# [Atividade]
Por favor, responda com base no texto sobre o Santo Graal:
(a) De que século parece datar o cálice de ágata da igreja de Valência?
(b) De qual palavra latina costuma-se considerar oriundo o termo Graal, e o que ela significa?
(c) O que José de Arimatéia segura nas representações em vitrais de igrejas?

# [Texto selecionado]

########################################

O Cálice Sagrado em que Jesus teria bebido é um mistério muito maior do
que uma simples leitura de romances arthurianos pode revelar. Ele teria
realmente existido?
Resistiu ao tempo? Quem eram seus guardiões?
Em um país de maioria católica como o Brasil, a figura do Graal é tida, comumente, como
a da taça que serviu Jesus durante a Última Ceia e na qual José de Arimatéia teria
recolhido o sangue do Salvador crucificado proveniente da ferida no flanco provocada pela
lança do centurião romano Longino ("Ao chegarem a Jesus, vendo-O já morto, não
Lhe quebraram as pernas, mas um dos soldados perfurou-Lhe o lado com uma lança e logo
saiu sangue e água" - João 19:33-34).
A Igreja Católica não dá ao cálice mais do que um valor simbólico e acredita que o
Graal não passa de literatura medieval, apesar de reconhecer que alguns personagens
possam realmente haver existido.
É provável que as origens pagãs do cálice tenham causado descontentamento à Igreja.
Em Os mistérios do Rei Artur, Elizabeth Jenkins ressalta que "no mundo do romance, a
história era acrescida de vida e de significado emocional, mas a Igreja, apesar do
encorajamento que dava às outras histórias de milagres, a esta não deu nenhum apoio,
embora esta lenda seja a mais surpreendente do ponto de vista pictórico. Nas
representações de José de Arimatéia em vitrais de igrejas, ele aparece segurando não
um cálice, mas dois frascos ou galheteiros".
Alguns tomam o cálice de ágata que está na igreja de Valência, na Espanha, como aquele
que teria servido Cristo mas, aparentemente, a peça data do século XIV. Independente da
veneração popular, esta referência é fundamental para o entendimento do simbolismo do
Santo Graal já que, como explica a própria Igreja em relação à ferida causada por
Longino, "do peito de Cristo adormecido na cruz, sai a água viva do batismo e o
sangue vivo da Eucaristia; deste modo, Ele é o cordeiro Pascal imolado".
Origem - A etimologia da palavra Graal é um tanto duvidosa, mas costuma-se considerá-la
como oriunda do latim gradalis - cálice. Com o brilho resplandecente das pedras
sobrenaturais, o Graal, na literatura, às vezes aparece nas mãos de um anjo, às vezes
aparece sozinho, movimentando-se por conta própria; porém a experiência de vê-lo só
poderia ser conseguida por cavaleiros que se mantivessem castos.
Transportado para a história do Rei Arthur, onde nasce o mito da taça sagrada,
encontramos o rei agonizante vendo o declínio do seu reino. Em uma visão,
Arthur acredita que só o Graal pode curá-lo e tirar a Bretanha das trevas. Manda
então seus cavaleiros em busca do cálice, fato que geraria todas as histórias em
torno da Busca do Graal.

########################################

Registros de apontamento
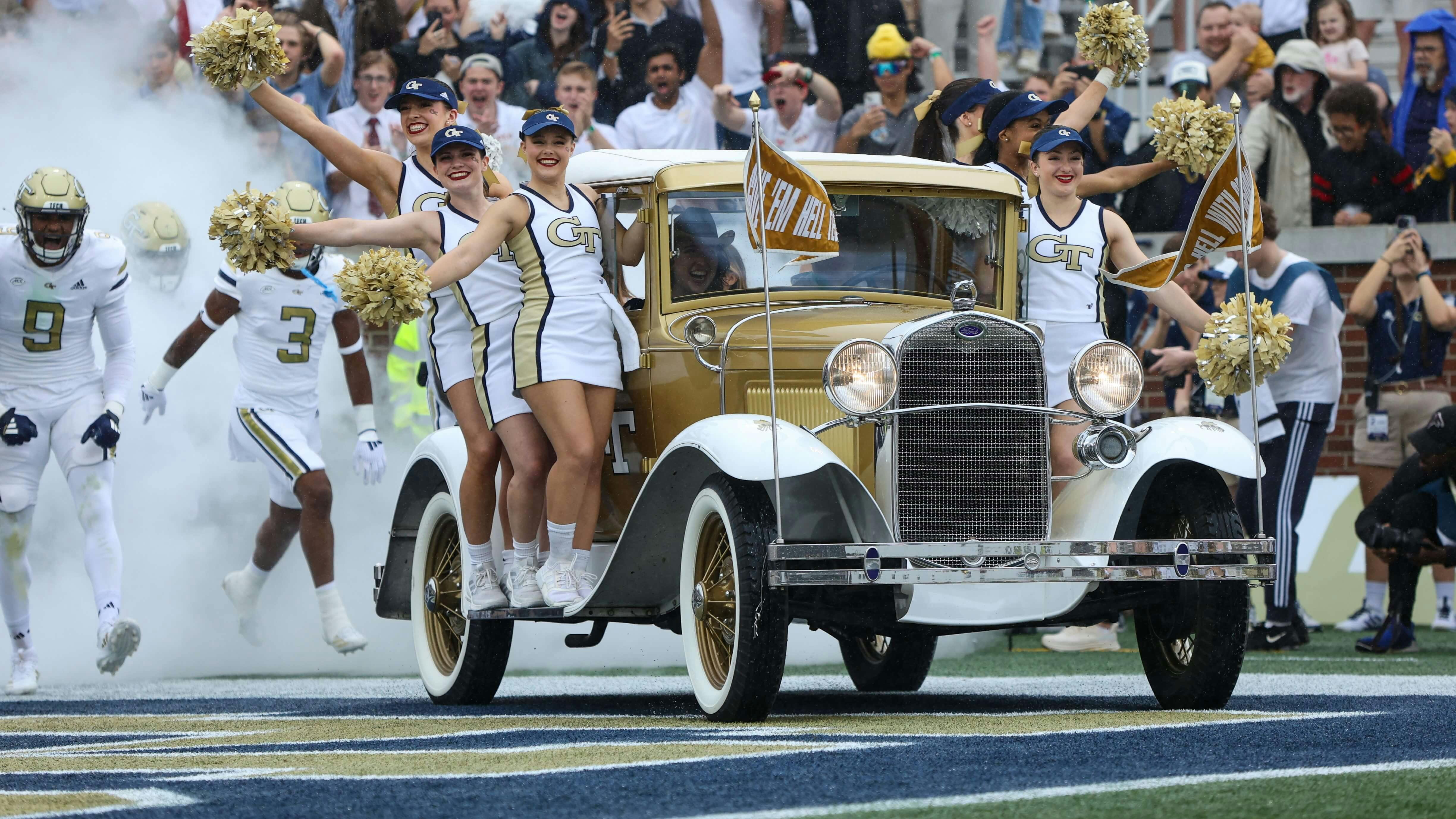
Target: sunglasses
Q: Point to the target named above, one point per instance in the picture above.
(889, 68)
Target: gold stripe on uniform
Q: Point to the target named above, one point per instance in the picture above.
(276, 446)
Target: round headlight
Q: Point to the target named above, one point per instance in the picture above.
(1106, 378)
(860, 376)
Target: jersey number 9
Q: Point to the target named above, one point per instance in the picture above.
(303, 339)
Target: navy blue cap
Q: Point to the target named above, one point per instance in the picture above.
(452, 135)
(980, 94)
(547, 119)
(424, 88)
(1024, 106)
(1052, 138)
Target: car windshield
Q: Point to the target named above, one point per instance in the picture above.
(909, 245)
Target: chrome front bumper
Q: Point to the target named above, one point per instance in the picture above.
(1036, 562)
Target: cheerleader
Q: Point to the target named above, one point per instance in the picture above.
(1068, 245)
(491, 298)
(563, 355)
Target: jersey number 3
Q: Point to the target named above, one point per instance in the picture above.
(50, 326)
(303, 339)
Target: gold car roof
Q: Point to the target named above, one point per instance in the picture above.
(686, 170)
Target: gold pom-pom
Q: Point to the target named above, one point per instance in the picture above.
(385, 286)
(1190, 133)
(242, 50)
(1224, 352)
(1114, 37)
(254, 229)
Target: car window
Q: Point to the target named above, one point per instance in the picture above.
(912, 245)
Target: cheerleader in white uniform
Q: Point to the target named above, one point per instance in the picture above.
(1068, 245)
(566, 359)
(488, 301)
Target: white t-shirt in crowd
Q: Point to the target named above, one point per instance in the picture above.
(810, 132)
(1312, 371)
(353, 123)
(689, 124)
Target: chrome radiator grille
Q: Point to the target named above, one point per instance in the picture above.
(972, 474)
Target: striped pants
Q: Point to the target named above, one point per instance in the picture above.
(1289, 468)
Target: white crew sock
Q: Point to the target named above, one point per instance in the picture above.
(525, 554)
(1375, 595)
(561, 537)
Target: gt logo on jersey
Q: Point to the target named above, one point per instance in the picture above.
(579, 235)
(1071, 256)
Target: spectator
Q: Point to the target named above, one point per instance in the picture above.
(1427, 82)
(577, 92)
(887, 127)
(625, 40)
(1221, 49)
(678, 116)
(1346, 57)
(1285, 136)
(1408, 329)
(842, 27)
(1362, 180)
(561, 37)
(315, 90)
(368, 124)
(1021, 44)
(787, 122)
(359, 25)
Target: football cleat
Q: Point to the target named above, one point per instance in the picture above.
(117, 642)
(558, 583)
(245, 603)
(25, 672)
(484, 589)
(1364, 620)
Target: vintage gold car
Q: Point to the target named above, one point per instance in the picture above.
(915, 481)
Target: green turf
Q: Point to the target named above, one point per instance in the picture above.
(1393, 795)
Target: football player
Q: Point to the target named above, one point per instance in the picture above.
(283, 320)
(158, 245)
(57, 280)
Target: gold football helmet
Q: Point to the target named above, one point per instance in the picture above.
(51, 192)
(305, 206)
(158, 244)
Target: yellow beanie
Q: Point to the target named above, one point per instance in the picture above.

########################################

# [Resolução]
(a) Do século XIV.
(b) De gradalis, que significa cálice.
(c) Não um cálice, mas dois frascos ou galheteiros.